**TEXT SHOWN:**
A Good Year for Reading

long2I live and die by my datebook. In fact, since I haven’t marked down a date for my death, it’s likely it’ll never happen.

I use my book to make a note of every event I hear about and want to remember, and I draw up daily lists of tasks I need to do, which I happily cross off as I accomplish each one. Every September I buy myself a new book, since I favor the student ones. Don’t ask me why. I think it may be that I first developed a need for a daily calendar when I was in college, and all these years later I still think in terms of getting a fresh start in the fall.

This year I chose a brand of datebook I’d never used before called Bloom. It’s a really nice book, sprinkled throughout with stirring quotations and “reflections” that are lovely but don’t beat you over the head with their positivity. I’ve just come to a page at the end of the year that prompts you to list new things you tried and places you visited, etc., in 2015, with similar categories to fill in with plans for the coming year. One of the sections is called Best Books I Read in 2015, so I gave that a little thought and came up with these seven. More than half of them were written by men, which surprised me since I don’t tend to be very interested in fiction by or about men. But now that I look at it, two of these four men are gay, and the only fiction writer among them—Colm Tóibín—very often writes about the interiority of women. So there you go. I’ve already said something about most of these books or writers on this blog, so here are just a few brief thoughts on each:

  1. A Long Way From Verona, by Jane Gardam. This may be the best book I’ve ever read, actually. It’s up there with The Secret Garden and Rebecca of Sunnybrook Farm, two other children’s books that I first read as an adult, loved deeply, and understood what makes them “classics.” (A Long Way From Verona was considered a children’s book when it was published in 1971, but like those others the ideas and humor are sophisticated and subtle and make substantive reading for any adult.)

**STATED TASK A:** According to the blog post on the best books of 2015, in what year was A Long Way From Verona published?
**STATED TASK B:** From the blog post on the best books of 2015, extract the passage starting with "1. A Long Way" and going on through "for any adult.)".
**STATED TASK C:** Continue the blog post on the best books of 2015 from the point where it stops.

**PROVIDED DATA:**
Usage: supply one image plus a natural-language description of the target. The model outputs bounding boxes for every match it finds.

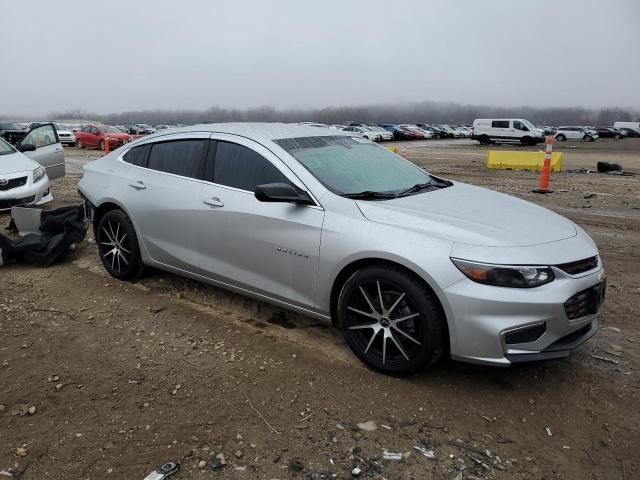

**EXPECTED OUTPUT A:** 1971

**EXPECTED OUTPUT B:**
1. A Long Way From Verona, by Jane Gardam. This may be the best book I’ve ever read, actually. It’s up there with The Secret Garden and Rebecca of Sunnybrook Farm, two other children’s books that I first read as an adult, loved deeply, and understood what makes them “classics.” (A Long Way From Verona was considered a children’s book when it was published in 1971, but like those others the ideas and humor are sophisticated and subtle and make substantive reading for any adult.)

**EXPECTED OUTPUT C:**
  2. The London Train, by Tessa Hadley. Clever Girl is still my favorite of Tessa Hadley’s novels, but The London Train had the same wonderful affect on me, casting a kind of spell that made the real world drop away as I read. Her characters live in my memory as though they’re real people I once knew. Her new novel, The Past, comes out in the U.S. on January 5th, which will be an excellent way to begin a new year of reading. I plan to finish it in time to see Hadley speak at the main branch of the Free Library at the end of the month. If I work up the nerve I may even stay afterward to speak with her, which is something I never do because I consider it humiliating to wait in line for the privilege of telling someone I admire them. That attitude might belong in the category of “hangups” though, so it’s probably not a bad idea to fight it.
  3. I’d never heard of Helen Garner before I bought a used copy of her novel The Spare Room (which is apparently really a memoir, and quite frankly reads like one too). Fine, vivid writing from a strong and unusual personality brought this sad story to life. I’ll plan to look for more of her stuff in the new year.
  4. I freaking love Jon Ronson. I even concocted a reason to interview him once, years ago, just because I loved one of his books so much (Them: Adventures With Extremists) that I developed a silly crush on him after reading it. In 2015 he’s still at the top of his game, in control of his powers to amaze and amuse. In So You’ve Been Publicly Shamed, he asks us to take a hard look at ourselves and the way we all participate in “shaming” people who have had a fall from grace. It makes for crawlingly distressing reading. I even lost a little sleep for a few days there.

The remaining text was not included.